Task prompt:
Rewrite the material below, replacing "spruce tree" with "pine tree" and keeping everything else the same.

Start of Task inputs

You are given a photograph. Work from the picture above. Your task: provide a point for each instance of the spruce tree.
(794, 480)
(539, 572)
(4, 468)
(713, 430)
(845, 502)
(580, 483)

End of Task inputs

Exercise solution:
You are given a photograph. Work from the picture above. Your task: provide a point for each instance of the pine tree.
(794, 480)
(539, 572)
(4, 468)
(713, 430)
(845, 502)
(580, 483)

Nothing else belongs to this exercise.